EXTRACTED DATA Block Start

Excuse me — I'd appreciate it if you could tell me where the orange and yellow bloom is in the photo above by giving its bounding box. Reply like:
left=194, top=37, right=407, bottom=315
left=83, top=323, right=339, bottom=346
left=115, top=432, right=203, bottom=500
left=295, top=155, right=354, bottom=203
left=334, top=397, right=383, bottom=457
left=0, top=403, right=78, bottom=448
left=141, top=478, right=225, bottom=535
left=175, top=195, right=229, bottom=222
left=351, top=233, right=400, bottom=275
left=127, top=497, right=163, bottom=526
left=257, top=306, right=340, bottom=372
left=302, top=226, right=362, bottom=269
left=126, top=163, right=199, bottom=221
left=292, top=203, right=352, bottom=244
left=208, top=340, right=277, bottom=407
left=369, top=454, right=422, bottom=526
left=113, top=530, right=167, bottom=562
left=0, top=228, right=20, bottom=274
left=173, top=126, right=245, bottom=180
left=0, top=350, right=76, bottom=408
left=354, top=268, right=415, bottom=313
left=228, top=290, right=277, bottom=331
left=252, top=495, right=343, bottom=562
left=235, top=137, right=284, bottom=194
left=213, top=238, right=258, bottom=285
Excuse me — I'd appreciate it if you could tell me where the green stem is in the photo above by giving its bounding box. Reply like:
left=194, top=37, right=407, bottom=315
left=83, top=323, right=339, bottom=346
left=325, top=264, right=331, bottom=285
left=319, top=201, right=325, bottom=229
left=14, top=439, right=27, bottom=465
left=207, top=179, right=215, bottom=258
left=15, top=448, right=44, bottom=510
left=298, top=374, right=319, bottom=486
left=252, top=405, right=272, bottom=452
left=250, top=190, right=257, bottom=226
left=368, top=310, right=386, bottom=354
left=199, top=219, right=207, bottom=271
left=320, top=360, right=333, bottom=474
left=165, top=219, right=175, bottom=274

EXTRACTED DATA Block End

Search the data above for the word "giving". Copy each line it is in.

RESULT FOR THIS EXERCISE
Excuse me — I'd appreciate it if you could tell me where the orange and yellow bloom is in the photo above by giving its bounding box. Reply like:
Excuse me — I'd appreciate it if you could tell me where the green stem is in the photo above by giving its bounding box. Reply like:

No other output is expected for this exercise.